#### PROBLEM:
Could you rescale the data starting at the line containing "of the plant" and ending at the last line of the data, both ends included? Reproduce every line, requests included, but multiply only the coordinates in the answers by 2.2 and round to whole numbers with halves rounded up.

[Coordinate annotation data]

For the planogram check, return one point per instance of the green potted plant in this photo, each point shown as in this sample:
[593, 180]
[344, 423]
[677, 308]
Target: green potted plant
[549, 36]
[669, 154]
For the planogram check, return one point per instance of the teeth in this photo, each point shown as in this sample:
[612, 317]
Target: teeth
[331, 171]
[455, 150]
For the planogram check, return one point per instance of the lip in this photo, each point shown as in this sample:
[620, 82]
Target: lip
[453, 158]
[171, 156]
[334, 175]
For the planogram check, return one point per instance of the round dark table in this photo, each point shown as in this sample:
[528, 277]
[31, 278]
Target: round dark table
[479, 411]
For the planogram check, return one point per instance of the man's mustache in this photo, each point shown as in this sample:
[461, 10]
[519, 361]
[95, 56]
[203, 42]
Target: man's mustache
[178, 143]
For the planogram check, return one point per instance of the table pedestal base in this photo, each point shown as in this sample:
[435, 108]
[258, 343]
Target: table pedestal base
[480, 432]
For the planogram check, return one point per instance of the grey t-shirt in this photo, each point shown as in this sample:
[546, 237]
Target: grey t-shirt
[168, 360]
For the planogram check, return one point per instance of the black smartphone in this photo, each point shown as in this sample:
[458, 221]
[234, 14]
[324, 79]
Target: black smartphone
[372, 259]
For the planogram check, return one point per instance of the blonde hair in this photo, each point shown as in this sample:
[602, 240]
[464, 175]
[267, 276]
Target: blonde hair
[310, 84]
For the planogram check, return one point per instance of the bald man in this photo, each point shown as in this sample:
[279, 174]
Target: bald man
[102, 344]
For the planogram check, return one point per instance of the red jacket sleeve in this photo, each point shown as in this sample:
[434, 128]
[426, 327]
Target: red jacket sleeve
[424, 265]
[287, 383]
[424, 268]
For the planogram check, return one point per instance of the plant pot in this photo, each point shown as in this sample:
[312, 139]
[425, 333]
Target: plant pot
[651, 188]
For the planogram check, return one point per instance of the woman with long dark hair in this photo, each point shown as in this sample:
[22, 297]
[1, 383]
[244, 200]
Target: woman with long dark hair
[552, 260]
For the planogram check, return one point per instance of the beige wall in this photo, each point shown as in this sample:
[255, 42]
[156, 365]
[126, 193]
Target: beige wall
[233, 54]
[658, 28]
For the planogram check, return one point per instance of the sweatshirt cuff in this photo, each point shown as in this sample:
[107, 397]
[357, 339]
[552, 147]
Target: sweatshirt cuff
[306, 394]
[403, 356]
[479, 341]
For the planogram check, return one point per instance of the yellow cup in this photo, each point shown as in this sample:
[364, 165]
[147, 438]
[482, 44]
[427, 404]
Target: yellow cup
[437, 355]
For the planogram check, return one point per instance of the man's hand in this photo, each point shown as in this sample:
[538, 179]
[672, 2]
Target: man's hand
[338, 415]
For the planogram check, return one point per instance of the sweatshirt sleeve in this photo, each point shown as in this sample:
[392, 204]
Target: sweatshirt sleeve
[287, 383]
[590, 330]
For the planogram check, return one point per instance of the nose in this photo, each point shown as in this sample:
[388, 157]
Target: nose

#### SOLUTION TO THIS PROBLEM:
For the planogram check, return one point per instance of the plant pot in this photo, each point shown as in this sample:
[312, 139]
[425, 333]
Target: plant pot
[1432, 414]
For the planogram check, return one point per instance of the woman with long dark hair in this photo, each point shown as in this sample:
[22, 297]
[1, 383]
[244, 200]
Target: woman with long dark hair
[1214, 572]
For the planogram check, return one point per instance of the beige wall in this photo, each point shown as in this sample:
[255, 42]
[156, 365]
[126, 193]
Target: beige wall
[513, 119]
[1448, 62]
For the planogram check, return one point per instance of the sweatshirt cuff in this photo, each point shown as in this sample:
[107, 397]
[357, 339]
[552, 147]
Target: sweatshirt cuff
[673, 867]
[887, 783]
[1054, 750]
For the planogram check, return one point per instance of the yellow cup in this photo, each point shown as in this sample:
[364, 165]
[147, 438]
[482, 44]
[427, 404]
Target: yellow cup
[961, 781]
For the planogram check, return one point per instance of the man's hand in this photo, each point shown as in this sample:
[538, 179]
[672, 2]
Target: man's hand
[744, 913]
For the planogram check, return one point per instance of the sweatshirt sleeve in this photo, each point shown as in this sample:
[392, 204]
Target: sweatshirt sleeve
[631, 843]
[1298, 726]
For the planogram check, return one point per instance of the nose in this photo, each point shown as in this sample:
[388, 157]
Target: nose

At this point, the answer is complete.